Begin Source excerpt
I whole-heartedly commend the Government of India under the leadership of Narendra Modi for its commitment to double the farmer's income by the year 2022.
Farmers in most parts of the country have been going through deep distress. Not a day passes without media carrying reports of farmers committing suicide in one part of the country or the other. Deeply mired in debt and seeing no ray of hope, farmers are resorting to this extreme step in their lives.
Against such a backdrop, the Prime Minister's plan to double farmers' income in the next five years will go a long way in alleviating distress among farmers. Let me take this opportunity to touch upon some of the problems farmers are facing and explain what the Government can do.
To achieve the proposed goal of doubling the farmer's income in five years, the farmer's real incomes have to grow by about 15 per cent per annum. This may be a difficult challenge and not possible with a 4 per cent growth in agriculture.
It could be possible only with getting higher output prices by the farmers as compared to their input prices. Farmers' income can be doubled only if they are enabled to cut down on their costs of production, improve production and productivity, reduce the transaction costs and realize higher prices for their produce.
End Source excerpt
### Given request
Please answer these questions from the passage on doubling farmers' income:
(a) By what year has the Government committed to double the farmer's income?
(b) According to the passage, what are distressed farmers deeply mired in?
(c) By about how much must farmers' real incomes grow each year to reach the goal?
Begin Extracted information
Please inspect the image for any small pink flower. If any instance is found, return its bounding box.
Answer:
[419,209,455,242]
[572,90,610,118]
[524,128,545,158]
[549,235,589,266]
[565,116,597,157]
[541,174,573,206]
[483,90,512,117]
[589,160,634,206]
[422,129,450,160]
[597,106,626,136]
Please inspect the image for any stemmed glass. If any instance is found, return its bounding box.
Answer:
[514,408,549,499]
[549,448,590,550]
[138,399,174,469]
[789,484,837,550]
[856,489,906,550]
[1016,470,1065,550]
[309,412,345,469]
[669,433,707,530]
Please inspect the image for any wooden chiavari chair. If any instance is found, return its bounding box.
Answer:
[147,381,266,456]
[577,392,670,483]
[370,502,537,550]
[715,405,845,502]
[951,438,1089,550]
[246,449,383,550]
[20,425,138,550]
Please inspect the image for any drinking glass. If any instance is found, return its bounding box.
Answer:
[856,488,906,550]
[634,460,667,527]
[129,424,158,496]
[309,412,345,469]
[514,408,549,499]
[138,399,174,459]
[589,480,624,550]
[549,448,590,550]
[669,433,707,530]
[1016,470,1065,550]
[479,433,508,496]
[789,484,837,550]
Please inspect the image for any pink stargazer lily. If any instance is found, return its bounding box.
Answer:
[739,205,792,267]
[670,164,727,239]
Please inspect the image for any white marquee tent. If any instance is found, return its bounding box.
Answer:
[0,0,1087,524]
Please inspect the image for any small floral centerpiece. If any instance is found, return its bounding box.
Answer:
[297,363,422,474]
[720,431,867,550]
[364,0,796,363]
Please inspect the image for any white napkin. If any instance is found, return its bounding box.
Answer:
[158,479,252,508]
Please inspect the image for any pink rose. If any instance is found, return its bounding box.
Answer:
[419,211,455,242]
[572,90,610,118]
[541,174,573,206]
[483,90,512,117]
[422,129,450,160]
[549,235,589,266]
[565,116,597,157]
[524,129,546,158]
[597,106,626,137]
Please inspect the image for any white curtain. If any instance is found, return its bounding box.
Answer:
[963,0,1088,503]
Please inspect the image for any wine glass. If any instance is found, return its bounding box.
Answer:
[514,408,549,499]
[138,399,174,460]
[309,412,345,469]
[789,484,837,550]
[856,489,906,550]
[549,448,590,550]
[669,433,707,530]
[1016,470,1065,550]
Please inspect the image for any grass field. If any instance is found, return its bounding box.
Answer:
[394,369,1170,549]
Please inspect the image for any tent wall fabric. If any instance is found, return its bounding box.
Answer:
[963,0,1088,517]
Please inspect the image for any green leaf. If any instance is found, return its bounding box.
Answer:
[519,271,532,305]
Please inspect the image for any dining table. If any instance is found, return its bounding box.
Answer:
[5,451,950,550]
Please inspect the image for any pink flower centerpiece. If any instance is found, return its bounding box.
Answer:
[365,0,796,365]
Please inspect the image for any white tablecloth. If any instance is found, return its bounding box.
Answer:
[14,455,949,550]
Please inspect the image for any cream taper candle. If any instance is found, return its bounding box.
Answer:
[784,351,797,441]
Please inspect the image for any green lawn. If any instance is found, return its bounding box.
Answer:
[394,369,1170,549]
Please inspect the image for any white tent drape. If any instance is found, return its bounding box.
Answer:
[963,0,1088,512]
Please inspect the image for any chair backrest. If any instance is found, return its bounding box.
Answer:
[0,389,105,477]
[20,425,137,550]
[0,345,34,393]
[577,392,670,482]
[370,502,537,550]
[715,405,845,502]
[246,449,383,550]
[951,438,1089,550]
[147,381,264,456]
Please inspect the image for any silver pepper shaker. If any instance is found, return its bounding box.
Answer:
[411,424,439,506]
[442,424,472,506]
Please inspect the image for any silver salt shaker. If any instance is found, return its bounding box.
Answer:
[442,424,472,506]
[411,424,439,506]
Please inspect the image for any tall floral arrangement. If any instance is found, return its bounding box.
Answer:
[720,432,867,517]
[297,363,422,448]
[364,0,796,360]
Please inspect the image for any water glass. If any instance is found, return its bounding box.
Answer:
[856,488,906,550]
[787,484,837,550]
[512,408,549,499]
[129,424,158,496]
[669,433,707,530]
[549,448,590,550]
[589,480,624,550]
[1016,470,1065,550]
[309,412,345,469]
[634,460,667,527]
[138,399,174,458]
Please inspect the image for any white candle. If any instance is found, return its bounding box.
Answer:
End Extracted information
### The answer
(a) 2022
(b) Debt
(c) About 15 percent per annum